Requirement =
The answer must consist of every line in the data that contains "background".

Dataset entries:

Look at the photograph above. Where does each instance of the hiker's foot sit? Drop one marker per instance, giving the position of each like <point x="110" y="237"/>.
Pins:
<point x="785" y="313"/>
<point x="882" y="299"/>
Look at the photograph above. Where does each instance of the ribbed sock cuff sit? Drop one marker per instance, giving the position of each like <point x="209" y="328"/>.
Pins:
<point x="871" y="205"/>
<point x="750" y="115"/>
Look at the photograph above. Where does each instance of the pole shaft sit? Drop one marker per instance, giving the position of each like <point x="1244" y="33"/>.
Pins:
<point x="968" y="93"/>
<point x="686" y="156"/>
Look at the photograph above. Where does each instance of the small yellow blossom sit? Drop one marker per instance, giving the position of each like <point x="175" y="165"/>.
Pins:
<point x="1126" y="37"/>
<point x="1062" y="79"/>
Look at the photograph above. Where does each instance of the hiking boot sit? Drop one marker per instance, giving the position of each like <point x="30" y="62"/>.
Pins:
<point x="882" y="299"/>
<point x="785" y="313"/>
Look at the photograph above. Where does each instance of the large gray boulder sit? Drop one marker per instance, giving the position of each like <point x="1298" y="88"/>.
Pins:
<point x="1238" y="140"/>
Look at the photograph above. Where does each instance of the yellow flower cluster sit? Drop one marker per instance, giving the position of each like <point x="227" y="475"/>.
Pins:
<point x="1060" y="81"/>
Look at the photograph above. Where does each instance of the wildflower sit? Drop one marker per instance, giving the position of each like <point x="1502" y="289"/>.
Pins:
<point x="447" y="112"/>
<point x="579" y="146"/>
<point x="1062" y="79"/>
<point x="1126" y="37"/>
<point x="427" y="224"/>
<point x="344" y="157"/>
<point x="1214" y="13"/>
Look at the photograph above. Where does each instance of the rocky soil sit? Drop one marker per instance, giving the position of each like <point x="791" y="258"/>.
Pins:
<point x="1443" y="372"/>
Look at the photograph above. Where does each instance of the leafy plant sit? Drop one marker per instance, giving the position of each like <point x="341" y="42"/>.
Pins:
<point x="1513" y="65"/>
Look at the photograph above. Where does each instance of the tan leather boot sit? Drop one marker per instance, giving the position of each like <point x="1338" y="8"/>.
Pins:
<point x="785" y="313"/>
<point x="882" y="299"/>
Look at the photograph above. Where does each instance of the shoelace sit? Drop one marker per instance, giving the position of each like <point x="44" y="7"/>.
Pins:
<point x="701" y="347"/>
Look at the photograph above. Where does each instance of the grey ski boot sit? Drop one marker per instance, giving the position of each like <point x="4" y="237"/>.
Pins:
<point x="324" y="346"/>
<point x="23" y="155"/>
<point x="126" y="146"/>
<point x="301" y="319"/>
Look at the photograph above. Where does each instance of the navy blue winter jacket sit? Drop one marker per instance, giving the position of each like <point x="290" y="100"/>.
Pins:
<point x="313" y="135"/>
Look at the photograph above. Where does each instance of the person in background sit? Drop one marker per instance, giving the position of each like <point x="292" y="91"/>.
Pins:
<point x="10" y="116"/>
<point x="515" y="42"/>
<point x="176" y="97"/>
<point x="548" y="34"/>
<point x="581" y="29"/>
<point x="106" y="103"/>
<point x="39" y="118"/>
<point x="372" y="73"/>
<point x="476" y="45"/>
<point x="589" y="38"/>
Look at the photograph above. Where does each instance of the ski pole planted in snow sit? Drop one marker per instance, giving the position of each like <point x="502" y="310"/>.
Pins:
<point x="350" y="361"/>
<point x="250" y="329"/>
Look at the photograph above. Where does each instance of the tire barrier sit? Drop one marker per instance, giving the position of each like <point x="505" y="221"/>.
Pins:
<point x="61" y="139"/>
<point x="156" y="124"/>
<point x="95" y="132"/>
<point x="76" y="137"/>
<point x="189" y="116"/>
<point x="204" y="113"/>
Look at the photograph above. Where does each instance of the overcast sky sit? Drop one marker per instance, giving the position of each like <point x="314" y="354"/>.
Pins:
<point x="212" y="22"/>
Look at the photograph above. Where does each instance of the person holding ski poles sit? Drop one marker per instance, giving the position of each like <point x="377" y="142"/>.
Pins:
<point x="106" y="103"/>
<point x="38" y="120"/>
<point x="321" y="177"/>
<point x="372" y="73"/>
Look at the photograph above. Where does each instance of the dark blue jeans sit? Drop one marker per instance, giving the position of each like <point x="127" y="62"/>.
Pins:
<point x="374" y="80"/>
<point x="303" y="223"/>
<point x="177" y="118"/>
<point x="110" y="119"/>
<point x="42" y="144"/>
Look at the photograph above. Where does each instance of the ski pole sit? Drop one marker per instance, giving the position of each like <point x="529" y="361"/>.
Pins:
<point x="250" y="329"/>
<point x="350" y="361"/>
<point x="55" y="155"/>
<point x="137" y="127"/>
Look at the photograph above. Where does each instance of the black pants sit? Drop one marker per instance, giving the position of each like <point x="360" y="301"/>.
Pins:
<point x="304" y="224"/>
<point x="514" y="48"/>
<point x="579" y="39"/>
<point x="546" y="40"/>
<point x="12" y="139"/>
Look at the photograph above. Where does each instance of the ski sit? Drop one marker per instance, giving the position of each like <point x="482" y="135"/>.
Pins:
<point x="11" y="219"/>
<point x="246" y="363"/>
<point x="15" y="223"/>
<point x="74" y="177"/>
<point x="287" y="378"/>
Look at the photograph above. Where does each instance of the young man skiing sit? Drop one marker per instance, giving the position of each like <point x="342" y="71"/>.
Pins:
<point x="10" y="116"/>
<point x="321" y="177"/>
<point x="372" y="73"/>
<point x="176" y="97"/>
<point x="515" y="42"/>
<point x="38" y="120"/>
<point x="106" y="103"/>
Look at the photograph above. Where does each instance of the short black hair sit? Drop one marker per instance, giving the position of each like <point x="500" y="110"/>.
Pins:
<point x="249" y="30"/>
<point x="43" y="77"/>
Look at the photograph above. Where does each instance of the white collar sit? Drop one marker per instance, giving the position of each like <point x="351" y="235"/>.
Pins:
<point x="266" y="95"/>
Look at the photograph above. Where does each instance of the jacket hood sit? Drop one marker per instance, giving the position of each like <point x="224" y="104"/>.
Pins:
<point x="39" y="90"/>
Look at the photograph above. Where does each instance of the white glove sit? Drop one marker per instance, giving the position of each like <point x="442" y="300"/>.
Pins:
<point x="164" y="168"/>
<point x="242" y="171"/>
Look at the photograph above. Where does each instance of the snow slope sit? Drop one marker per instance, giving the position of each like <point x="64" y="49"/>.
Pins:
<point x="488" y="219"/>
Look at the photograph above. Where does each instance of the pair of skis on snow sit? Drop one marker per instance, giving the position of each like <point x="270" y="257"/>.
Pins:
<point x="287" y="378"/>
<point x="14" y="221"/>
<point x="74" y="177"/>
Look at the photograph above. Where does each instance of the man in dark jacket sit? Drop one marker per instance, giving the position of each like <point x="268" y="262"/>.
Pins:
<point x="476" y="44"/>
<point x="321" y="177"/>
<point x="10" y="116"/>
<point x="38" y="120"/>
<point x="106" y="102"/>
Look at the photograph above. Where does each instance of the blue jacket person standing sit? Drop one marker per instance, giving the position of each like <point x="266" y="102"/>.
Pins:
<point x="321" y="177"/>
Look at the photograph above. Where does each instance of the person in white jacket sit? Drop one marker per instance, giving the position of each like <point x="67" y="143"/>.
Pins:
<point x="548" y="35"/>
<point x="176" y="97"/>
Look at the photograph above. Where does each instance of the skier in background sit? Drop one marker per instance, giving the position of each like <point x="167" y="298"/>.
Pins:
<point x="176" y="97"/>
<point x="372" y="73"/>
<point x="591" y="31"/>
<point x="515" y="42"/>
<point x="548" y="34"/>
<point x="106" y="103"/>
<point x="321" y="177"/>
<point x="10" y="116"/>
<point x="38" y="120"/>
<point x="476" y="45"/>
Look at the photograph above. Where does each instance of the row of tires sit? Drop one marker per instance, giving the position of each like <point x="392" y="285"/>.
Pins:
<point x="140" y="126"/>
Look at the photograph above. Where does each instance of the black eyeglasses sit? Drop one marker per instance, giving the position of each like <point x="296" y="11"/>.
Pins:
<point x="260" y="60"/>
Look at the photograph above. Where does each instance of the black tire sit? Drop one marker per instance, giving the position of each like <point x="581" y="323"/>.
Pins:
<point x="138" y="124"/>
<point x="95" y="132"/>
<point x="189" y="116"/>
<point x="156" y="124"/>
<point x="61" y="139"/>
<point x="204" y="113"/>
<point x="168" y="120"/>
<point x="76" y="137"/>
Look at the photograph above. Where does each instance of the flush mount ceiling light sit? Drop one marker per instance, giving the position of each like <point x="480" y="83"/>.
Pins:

Task result =
Look at the photograph above. Where does each instance of the person in background sit? Drop one marker per instance, giving the position of each like <point x="292" y="91"/>.
Look at the photograph above. Where does each instance of the skier in background sit? Drop one marker per instance, giving the position of each like <point x="167" y="298"/>.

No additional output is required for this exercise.